Activity. Write out every record below exactly as given. Leave the pictures out.

━━━━━ Data provided ━━━━━

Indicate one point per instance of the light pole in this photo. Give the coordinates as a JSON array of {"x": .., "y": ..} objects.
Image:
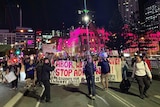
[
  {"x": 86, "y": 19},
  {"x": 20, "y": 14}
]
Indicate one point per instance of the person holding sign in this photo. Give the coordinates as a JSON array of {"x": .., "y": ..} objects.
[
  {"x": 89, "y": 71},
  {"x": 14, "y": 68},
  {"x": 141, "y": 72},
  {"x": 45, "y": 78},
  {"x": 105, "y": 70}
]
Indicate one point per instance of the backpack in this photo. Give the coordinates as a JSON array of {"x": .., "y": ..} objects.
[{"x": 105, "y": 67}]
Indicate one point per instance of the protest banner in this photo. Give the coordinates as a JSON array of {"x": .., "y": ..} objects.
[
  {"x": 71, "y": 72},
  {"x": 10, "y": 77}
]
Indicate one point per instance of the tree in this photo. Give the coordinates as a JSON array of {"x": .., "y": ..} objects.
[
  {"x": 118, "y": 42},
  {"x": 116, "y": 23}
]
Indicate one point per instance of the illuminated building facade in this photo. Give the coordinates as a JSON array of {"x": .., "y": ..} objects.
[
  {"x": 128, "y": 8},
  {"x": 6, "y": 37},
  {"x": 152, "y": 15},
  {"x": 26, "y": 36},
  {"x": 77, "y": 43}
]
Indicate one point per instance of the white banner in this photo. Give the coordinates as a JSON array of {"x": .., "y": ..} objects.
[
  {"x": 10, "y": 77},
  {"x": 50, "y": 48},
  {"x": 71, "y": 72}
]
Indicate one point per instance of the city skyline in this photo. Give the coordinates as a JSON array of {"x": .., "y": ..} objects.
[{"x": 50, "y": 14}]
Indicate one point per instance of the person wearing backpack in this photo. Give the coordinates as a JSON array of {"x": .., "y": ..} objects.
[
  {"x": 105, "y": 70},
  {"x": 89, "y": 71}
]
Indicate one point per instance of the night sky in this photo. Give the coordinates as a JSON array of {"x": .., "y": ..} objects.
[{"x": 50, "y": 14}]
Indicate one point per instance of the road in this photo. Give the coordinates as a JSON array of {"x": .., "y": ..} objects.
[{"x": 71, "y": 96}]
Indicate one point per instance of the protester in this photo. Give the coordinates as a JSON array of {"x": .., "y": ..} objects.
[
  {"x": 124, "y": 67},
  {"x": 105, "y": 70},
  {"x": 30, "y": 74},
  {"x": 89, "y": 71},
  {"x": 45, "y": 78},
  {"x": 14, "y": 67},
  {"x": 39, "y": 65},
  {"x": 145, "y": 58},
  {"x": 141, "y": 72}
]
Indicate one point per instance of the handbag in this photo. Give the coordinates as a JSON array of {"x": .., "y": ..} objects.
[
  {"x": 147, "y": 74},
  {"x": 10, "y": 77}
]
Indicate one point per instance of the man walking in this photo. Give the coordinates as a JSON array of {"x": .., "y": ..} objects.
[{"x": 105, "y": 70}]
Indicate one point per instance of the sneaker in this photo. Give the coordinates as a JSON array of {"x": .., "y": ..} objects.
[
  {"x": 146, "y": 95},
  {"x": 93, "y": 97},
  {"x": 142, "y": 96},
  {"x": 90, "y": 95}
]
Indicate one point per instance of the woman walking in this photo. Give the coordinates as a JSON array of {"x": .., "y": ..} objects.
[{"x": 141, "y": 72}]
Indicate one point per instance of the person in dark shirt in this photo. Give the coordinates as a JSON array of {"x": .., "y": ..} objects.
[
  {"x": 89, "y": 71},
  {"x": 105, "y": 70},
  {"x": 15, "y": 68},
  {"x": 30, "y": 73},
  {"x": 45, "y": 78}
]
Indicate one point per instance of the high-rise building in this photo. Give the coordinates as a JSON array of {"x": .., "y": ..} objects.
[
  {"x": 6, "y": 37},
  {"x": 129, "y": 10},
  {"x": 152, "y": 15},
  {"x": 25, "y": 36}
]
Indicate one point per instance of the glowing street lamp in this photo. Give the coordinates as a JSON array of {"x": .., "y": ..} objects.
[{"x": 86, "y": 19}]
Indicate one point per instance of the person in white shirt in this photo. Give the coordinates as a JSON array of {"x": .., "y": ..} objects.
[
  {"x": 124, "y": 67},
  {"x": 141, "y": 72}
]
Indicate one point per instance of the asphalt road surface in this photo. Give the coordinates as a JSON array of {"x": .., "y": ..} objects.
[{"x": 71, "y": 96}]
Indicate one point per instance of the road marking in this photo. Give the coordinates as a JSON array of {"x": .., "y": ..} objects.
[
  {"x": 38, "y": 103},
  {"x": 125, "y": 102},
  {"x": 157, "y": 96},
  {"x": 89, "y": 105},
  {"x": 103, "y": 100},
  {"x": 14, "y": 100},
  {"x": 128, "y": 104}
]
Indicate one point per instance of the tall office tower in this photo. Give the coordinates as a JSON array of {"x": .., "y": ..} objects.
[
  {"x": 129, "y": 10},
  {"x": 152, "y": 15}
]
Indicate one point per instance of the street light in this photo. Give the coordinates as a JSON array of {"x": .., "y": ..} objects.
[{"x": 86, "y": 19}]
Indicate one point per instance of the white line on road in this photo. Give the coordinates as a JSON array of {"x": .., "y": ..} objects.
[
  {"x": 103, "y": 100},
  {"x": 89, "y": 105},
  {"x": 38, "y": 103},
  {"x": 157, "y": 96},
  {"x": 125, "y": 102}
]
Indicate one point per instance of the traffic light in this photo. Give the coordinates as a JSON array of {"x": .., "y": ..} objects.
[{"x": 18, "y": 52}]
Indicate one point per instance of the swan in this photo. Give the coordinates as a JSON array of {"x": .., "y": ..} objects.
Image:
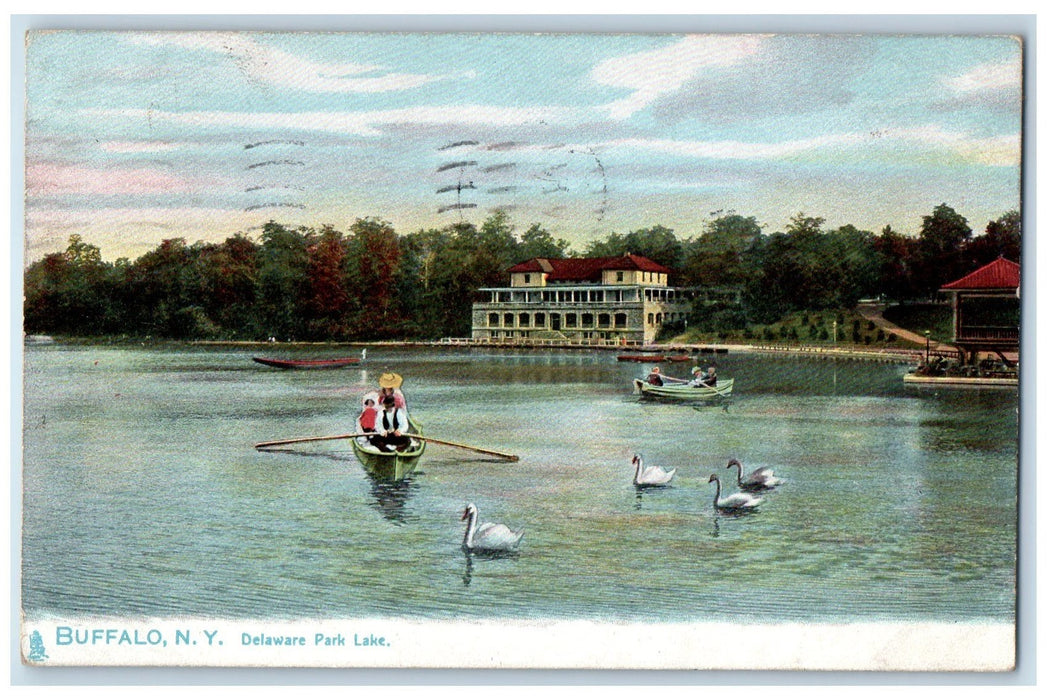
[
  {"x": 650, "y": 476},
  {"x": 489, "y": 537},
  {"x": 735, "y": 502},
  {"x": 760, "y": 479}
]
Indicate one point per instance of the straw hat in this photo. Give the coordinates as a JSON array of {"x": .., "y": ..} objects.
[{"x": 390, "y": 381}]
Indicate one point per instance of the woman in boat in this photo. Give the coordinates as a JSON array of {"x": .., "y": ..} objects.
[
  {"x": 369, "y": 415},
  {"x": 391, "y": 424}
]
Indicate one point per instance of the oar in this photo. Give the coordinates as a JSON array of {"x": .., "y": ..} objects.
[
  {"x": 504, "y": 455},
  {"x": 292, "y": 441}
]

━━━━━

Exercise response.
Indicate one point per instance of the light pole in this photo. Give the coordinates as a JSON array of {"x": .., "y": ..} objects.
Image:
[
  {"x": 86, "y": 19},
  {"x": 20, "y": 14}
]
Indicate one point per instance of the person holding sign in this photo. Give the coordinates as a JSON array of {"x": .., "y": ..} objects.
[
  {"x": 89, "y": 71},
  {"x": 14, "y": 68},
  {"x": 141, "y": 72},
  {"x": 45, "y": 78},
  {"x": 105, "y": 70}
]
Indicate one point per instance of the backpack in this photo. Give the coordinates as a JSON array of {"x": .., "y": ..} objects.
[{"x": 105, "y": 67}]
Indicate one point per instance of the protest banner in this photo. Give the coordinates as a JSON array of {"x": .., "y": ..} objects.
[
  {"x": 71, "y": 72},
  {"x": 10, "y": 77}
]
Indicate one point per instance of the tree in this photo. Give the coordinates as a JSON array of {"x": .., "y": ..} objects.
[
  {"x": 118, "y": 42},
  {"x": 116, "y": 23}
]
Indicate one point per instance of the illuminated building facade in this photo. Give the coordinates as a JSON array of {"x": .., "y": ..} objects.
[
  {"x": 128, "y": 8},
  {"x": 6, "y": 37},
  {"x": 152, "y": 15},
  {"x": 26, "y": 36},
  {"x": 77, "y": 43}
]
Indicate one point per instance of the white banner in this photo. Give the coordinates as a JSON array of {"x": .., "y": ..} objects.
[
  {"x": 10, "y": 77},
  {"x": 50, "y": 48},
  {"x": 71, "y": 72}
]
Indicate one point per instance of the city skyline in this photo. Give the coordinates as a JSON array of {"x": .., "y": ..} objects.
[{"x": 50, "y": 14}]
Indicate one point per instance of the person wearing backpack in this photo. Give the coordinates as a JSON array of {"x": .., "y": ..} objects.
[
  {"x": 105, "y": 70},
  {"x": 89, "y": 71}
]
Indicate one point per instance of the night sky in this photo. Give the coordinates as a JSON array of {"x": .., "y": ..} objects.
[{"x": 50, "y": 14}]
Indicate one point per instance of the road in this photo. Give the coordinates as a JSON array of {"x": .., "y": ..} objects.
[{"x": 71, "y": 96}]
Indicate one point per instance of the protester in this photo. Give the coordinates as a JSON array of {"x": .., "y": ..} objects.
[
  {"x": 124, "y": 67},
  {"x": 105, "y": 70},
  {"x": 30, "y": 74},
  {"x": 89, "y": 71},
  {"x": 45, "y": 78},
  {"x": 14, "y": 67},
  {"x": 39, "y": 65},
  {"x": 145, "y": 58},
  {"x": 141, "y": 72}
]
Indicate one point per instance of the handbag in this photo. Give the coordinates as a JSON array of {"x": .., "y": ..} objects.
[
  {"x": 147, "y": 74},
  {"x": 10, "y": 77}
]
Indicate one point per instance of the man walking in this photo. Give the coordinates as a JSON array of {"x": .., "y": ..} objects.
[{"x": 105, "y": 70}]
Indicate one point per instance of the sneaker in this photo. Give the coordinates as a JSON array of {"x": .., "y": ..} objects.
[
  {"x": 146, "y": 95},
  {"x": 93, "y": 97},
  {"x": 142, "y": 96},
  {"x": 90, "y": 95}
]
Indicate one point per instance of the woman walking in this photo. Give the coordinates as a JSON array of {"x": .., "y": ..} objects.
[{"x": 141, "y": 72}]
Indicate one point per instance of the person in dark shirt in this photo. Give the coordinates as a JSON array of {"x": .., "y": ..} objects.
[
  {"x": 89, "y": 71},
  {"x": 105, "y": 70},
  {"x": 15, "y": 68},
  {"x": 30, "y": 73},
  {"x": 45, "y": 78}
]
Indicate one point per instance of the high-rise building in this photo. Give the coordinates as a JSON array of {"x": .., "y": ..} objects.
[
  {"x": 6, "y": 37},
  {"x": 129, "y": 10},
  {"x": 152, "y": 15},
  {"x": 25, "y": 36}
]
Indicate one point per instance of the glowing street lamp in this photo. Give the coordinates as a JSON array of {"x": .., "y": ..} objects.
[{"x": 86, "y": 19}]
Indicate one point per instance of the person in white shirt in this photo. Give the coordinates as a JSON array of {"x": .., "y": ..} objects.
[
  {"x": 124, "y": 67},
  {"x": 141, "y": 72}
]
Indicate one point per instance of the asphalt road surface in this photo. Give the coordinates as a JSON array of {"x": .., "y": ..} objects.
[{"x": 71, "y": 96}]
Indicate one point per instance of the road marking in this photo. Give the coordinates as a JSON array of {"x": .., "y": ..} objects.
[
  {"x": 38, "y": 103},
  {"x": 125, "y": 102},
  {"x": 157, "y": 96},
  {"x": 89, "y": 105},
  {"x": 103, "y": 100},
  {"x": 14, "y": 100},
  {"x": 128, "y": 104}
]
Indicate one point per instance of the tall office tower in this photo. Give the coordinates as a JSON array of {"x": .., "y": ..} objects.
[
  {"x": 129, "y": 10},
  {"x": 152, "y": 15}
]
Indicate one point per instance of the street light in this photo. Give the coordinates as a JSON array of {"x": .., "y": ..} objects.
[{"x": 86, "y": 19}]
Indicate one point per instance of the white line on road in this photo. Give the coordinates as a JSON array of {"x": .., "y": ..} objects.
[
  {"x": 103, "y": 100},
  {"x": 89, "y": 105},
  {"x": 38, "y": 103},
  {"x": 157, "y": 96},
  {"x": 125, "y": 102}
]
Indicate one point per instance of the traffic light in this photo. Give the coordinates as a JSON array of {"x": .., "y": ..} objects.
[{"x": 18, "y": 52}]
Indicate one point per instance of the swan in this photo. Give the coordinates as a JSON array of {"x": .., "y": ..} objects.
Image:
[
  {"x": 650, "y": 476},
  {"x": 489, "y": 537},
  {"x": 735, "y": 502},
  {"x": 760, "y": 479}
]
Indicate one point per instance of the straw hat in this photo. Give the coordinates as a JSON array of {"x": .., "y": ..} objects.
[{"x": 390, "y": 381}]
Indicate one point per instance of the woman in boat in this photo. Give the coordinates as a JSON array of {"x": .., "y": ..} objects.
[
  {"x": 369, "y": 415},
  {"x": 391, "y": 424}
]
Indicate one point per instance of the oar in this photo. Give the coordinates as a JSON array of {"x": .., "y": ..} objects.
[
  {"x": 504, "y": 455},
  {"x": 292, "y": 441}
]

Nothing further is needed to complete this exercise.